<<<<

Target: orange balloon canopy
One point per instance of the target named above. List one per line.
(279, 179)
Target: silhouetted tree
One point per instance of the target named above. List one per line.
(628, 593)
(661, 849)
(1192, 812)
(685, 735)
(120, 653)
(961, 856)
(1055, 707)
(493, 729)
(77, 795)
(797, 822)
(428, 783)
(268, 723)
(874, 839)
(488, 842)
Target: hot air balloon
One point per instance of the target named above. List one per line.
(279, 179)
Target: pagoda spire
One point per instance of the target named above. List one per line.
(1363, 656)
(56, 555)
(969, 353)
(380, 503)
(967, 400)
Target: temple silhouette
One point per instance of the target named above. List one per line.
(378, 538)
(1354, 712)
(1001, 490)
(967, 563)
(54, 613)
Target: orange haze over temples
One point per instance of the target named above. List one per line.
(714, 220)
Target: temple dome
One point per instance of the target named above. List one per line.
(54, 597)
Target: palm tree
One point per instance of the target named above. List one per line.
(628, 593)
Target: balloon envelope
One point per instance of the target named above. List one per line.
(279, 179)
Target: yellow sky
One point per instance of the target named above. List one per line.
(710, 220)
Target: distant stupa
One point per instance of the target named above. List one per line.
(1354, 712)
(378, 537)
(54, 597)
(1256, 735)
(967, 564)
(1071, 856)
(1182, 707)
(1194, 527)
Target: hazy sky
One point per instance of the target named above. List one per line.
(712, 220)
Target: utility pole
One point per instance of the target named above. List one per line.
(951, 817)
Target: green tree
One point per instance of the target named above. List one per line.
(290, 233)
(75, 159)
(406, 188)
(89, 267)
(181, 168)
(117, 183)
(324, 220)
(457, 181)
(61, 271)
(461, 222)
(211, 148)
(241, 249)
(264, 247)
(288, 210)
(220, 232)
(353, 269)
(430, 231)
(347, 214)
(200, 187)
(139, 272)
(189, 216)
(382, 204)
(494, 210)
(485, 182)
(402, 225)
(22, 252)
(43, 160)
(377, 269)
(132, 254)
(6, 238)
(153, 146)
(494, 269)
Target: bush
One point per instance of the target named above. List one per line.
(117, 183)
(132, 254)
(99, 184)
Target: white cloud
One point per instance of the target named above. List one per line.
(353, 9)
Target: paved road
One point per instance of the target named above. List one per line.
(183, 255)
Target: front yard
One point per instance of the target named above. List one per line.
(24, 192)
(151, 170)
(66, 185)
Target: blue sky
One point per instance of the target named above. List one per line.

>>>>

### Task goal
Scan the material above for the string "tree", returning each line that contains it.

### Answer space
Target: silhouetted tree
Target: palm tree
Target: green tree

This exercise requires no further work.